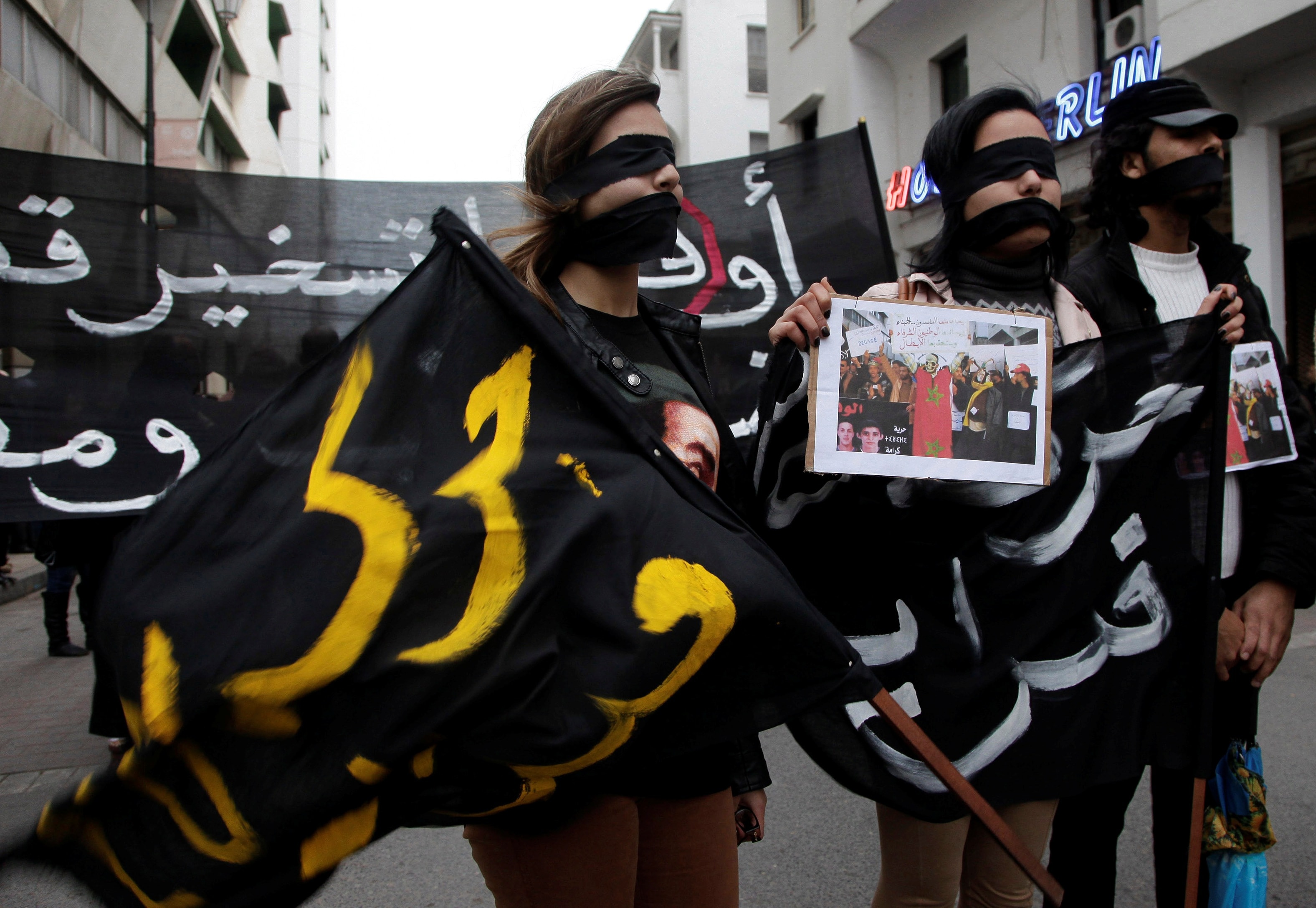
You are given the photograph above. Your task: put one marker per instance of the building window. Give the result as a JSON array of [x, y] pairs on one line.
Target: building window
[[191, 49], [756, 37], [279, 28], [38, 60], [213, 147], [225, 79], [954, 78], [278, 104], [810, 127]]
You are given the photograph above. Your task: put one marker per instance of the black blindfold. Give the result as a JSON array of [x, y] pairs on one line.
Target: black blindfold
[[998, 162], [628, 156]]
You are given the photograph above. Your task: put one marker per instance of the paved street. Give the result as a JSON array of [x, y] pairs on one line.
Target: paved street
[[822, 845]]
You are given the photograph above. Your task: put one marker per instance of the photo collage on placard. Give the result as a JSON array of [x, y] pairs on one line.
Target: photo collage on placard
[[939, 385], [1258, 420]]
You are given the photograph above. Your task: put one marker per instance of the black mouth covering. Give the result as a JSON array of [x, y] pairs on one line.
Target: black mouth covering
[[999, 221], [1176, 103], [997, 162], [640, 231], [1178, 177], [628, 156]]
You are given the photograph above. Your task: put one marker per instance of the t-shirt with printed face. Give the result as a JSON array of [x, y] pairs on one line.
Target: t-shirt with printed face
[[672, 407]]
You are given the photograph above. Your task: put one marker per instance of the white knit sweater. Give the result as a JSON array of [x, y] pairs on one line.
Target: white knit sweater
[[1178, 285]]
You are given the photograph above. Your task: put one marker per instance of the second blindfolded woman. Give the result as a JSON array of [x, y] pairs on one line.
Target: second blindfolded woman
[[1003, 245], [605, 195]]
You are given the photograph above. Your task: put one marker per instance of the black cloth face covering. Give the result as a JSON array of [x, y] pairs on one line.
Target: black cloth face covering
[[1178, 177], [999, 221], [628, 156], [997, 162], [640, 231]]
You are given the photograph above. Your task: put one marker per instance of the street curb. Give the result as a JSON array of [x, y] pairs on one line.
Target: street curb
[[25, 581]]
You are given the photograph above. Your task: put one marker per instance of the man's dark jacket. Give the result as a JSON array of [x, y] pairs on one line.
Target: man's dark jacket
[[1278, 500]]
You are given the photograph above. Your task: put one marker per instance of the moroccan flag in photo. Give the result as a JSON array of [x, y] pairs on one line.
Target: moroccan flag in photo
[[1235, 451], [447, 573], [932, 412]]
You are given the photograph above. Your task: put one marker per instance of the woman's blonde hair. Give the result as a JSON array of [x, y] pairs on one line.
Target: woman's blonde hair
[[560, 140]]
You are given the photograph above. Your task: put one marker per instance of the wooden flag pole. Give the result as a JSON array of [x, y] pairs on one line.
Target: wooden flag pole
[[1215, 604], [952, 778]]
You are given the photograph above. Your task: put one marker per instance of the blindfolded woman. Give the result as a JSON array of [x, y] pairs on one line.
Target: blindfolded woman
[[605, 195], [1002, 245]]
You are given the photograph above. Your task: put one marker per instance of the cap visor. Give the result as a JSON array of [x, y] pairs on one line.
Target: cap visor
[[1226, 124]]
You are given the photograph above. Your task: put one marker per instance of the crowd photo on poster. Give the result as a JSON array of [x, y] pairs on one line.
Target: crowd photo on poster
[[1260, 432], [914, 382]]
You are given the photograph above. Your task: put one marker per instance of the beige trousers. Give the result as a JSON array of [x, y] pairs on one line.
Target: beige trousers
[[926, 865], [622, 853]]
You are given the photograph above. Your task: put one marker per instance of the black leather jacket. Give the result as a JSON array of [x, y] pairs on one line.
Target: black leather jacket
[[1278, 500], [678, 332]]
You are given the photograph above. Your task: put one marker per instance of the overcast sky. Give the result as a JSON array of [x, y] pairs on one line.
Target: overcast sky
[[445, 90]]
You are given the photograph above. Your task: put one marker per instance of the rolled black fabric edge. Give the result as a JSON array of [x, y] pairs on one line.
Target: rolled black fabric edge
[[1178, 177], [1001, 161], [628, 156]]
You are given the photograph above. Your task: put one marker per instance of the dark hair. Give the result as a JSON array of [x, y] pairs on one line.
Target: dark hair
[[560, 139], [949, 144], [1111, 195]]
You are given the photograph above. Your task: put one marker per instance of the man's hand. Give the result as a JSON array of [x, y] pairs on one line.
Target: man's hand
[[757, 802], [1228, 643], [1231, 316], [805, 320], [1268, 616]]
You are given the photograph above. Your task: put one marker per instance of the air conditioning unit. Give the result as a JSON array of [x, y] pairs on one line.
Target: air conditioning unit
[[1124, 32]]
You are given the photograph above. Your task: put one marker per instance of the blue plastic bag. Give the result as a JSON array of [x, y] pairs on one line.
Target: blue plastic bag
[[1238, 829], [1238, 881]]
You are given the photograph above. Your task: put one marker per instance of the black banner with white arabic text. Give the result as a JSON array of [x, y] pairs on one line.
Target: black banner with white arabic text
[[131, 353]]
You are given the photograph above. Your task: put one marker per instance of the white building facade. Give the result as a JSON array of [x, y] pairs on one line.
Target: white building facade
[[901, 63], [247, 93], [711, 60]]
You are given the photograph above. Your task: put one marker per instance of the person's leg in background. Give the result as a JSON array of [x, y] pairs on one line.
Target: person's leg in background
[[921, 861], [60, 583], [992, 878], [590, 862], [1085, 844], [107, 711], [687, 853]]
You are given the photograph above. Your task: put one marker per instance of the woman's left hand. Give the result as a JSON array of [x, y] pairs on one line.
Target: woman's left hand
[[757, 802]]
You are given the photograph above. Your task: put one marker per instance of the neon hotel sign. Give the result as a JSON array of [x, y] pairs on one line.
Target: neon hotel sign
[[1076, 108]]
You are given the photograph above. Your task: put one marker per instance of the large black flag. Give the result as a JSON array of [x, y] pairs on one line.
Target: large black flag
[[449, 571], [1047, 639], [131, 353]]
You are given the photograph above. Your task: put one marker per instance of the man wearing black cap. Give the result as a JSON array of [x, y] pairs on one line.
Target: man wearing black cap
[[1157, 172]]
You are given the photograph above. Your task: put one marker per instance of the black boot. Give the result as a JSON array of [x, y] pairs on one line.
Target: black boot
[[57, 626]]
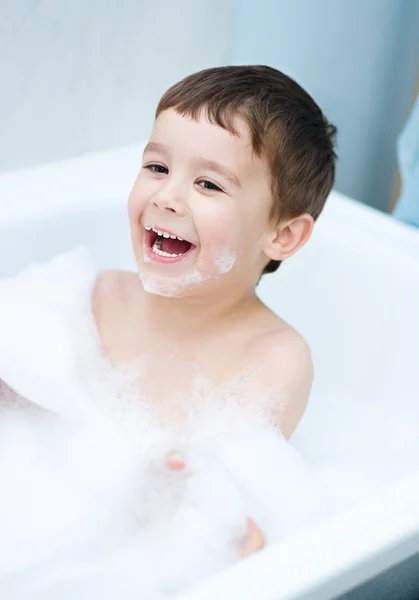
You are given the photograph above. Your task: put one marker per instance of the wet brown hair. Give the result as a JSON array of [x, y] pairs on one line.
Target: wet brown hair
[[286, 125]]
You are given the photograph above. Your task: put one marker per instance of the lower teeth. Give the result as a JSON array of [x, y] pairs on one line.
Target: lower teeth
[[156, 250]]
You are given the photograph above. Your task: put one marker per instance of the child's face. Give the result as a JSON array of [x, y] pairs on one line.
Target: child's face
[[199, 183]]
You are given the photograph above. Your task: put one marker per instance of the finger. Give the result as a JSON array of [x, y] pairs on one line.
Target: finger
[[254, 540], [174, 460]]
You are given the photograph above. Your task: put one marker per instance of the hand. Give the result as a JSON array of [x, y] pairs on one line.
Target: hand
[[254, 539]]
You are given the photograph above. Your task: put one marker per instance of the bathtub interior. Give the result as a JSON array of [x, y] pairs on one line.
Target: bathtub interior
[[353, 292]]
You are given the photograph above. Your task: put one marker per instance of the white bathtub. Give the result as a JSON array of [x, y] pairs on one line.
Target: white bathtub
[[353, 292]]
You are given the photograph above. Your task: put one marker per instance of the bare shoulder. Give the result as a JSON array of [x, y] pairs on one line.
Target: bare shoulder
[[111, 297], [286, 367]]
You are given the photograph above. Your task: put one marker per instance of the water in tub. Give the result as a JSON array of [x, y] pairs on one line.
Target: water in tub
[[88, 505]]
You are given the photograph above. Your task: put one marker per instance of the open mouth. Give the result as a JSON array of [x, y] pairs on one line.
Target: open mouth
[[164, 246]]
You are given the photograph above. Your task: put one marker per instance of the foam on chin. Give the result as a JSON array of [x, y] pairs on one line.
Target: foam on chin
[[222, 261]]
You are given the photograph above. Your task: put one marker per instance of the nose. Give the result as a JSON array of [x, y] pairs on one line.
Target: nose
[[169, 201]]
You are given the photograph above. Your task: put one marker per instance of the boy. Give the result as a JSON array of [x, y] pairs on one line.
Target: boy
[[238, 167]]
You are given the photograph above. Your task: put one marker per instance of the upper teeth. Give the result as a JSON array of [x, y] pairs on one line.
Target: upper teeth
[[163, 233]]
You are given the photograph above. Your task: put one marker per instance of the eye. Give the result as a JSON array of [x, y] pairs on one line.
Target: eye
[[157, 169], [208, 185]]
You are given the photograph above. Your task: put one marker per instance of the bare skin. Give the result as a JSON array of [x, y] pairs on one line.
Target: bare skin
[[204, 185]]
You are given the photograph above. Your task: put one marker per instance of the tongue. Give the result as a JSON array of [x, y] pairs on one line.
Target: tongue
[[172, 246]]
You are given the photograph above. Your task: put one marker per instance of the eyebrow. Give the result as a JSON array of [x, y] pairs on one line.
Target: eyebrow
[[154, 147], [205, 163], [212, 165]]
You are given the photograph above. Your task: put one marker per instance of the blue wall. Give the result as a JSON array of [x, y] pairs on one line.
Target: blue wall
[[360, 61]]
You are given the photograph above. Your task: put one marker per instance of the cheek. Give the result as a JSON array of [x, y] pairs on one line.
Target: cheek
[[139, 196]]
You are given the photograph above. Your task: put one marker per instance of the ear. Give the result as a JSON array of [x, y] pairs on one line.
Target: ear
[[288, 237]]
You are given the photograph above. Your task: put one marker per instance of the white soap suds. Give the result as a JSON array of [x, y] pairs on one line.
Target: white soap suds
[[222, 261], [88, 506]]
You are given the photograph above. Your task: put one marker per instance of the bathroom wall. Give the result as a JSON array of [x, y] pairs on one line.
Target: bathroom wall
[[85, 75], [358, 58]]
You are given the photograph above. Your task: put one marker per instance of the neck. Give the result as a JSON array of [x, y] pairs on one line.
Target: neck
[[198, 313]]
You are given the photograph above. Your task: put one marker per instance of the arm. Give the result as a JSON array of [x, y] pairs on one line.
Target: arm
[[287, 371]]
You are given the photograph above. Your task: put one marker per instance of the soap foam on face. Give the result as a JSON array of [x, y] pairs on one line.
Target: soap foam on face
[[222, 261]]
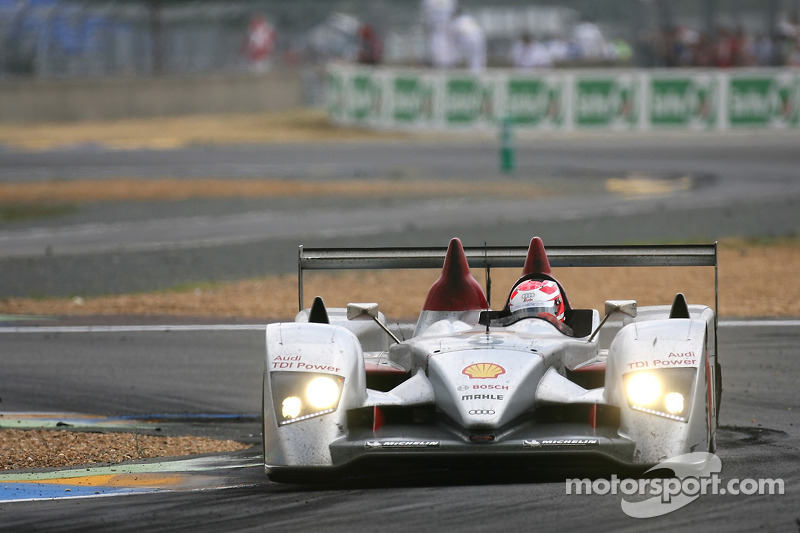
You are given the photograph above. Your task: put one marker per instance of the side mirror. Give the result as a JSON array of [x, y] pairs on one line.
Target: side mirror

= = = =

Return the lines between the one holding "the white knit" and the one holding "[[1260, 432], [914, 382]]", inclusive, reproducing each without any change.

You are given the photograph above. Your task: put one marker per instance of the white knit sweater. Give the result as a JSON array of [x, y] pairs on one line.
Target: white knit sweater
[[1178, 285]]
You are given the photograph above. Your task: put one marker per instance of the second blindfolded woman. Give the result as a JSON array of [x, y] pairs on one line.
Target: second blindfolded woman
[[1003, 245], [605, 195]]
You are given the photograph above. Your task: put one marker per instance of the black cloth face covering. Give the result as a JSON array of [x, y] pairs on one line.
Target: black cloth face covering
[[1178, 177], [999, 221], [628, 156], [997, 162], [640, 231]]
You are given the photograph above. Your task: put one marker per instance of the street curb. Give the result as a JSON array of [x, y] pairs on one line.
Target: street curb
[[25, 581]]
You are given the photograph above. Your task: put one marker per instance of the man's dark jacket. Give the result as a JSON array of [x, y] pairs on one line.
Target: man's dark jacket
[[1278, 500]]
You are given the photograph above. Your task: put one marker per instance of the moroccan flag in photo. Give the result as a JSON array of [x, y] pairs on one line.
Target: moroccan flag in photo
[[1235, 451], [447, 573], [932, 412]]
You are given the photograph above. Your task: put one marker per instance of the woman's blonde hair. Give the result as a JSON array of [x, y] pairs on one line.
Target: woman's blonde hair
[[560, 140]]
You are given the photograph above. Your task: put one marker per instance of the wooden flag pole. Give the result as a JSON array of [x, y] pairs on one line.
Target: wooden flag pole
[[1215, 604], [952, 778]]
You are given the photograph above. Your task: put one marker per instance of the blindfolded woman. Give the result as a JSON array of [x, y] pairs on one line.
Target: blindfolded woman
[[605, 195], [1002, 245]]
You are given the photograph above. Your task: put one marker per instance of the cap visor. Give the result as a JSON array of [x, y] pairs on one line.
Target: cap visor
[[1226, 124]]
You are given the photograph above. Your task: put one marker per instance of the crowd photo on poster. Give the result as a JSON array of [x, y] pairs on one line.
Target: crowd photo on poster
[[1260, 432], [914, 382]]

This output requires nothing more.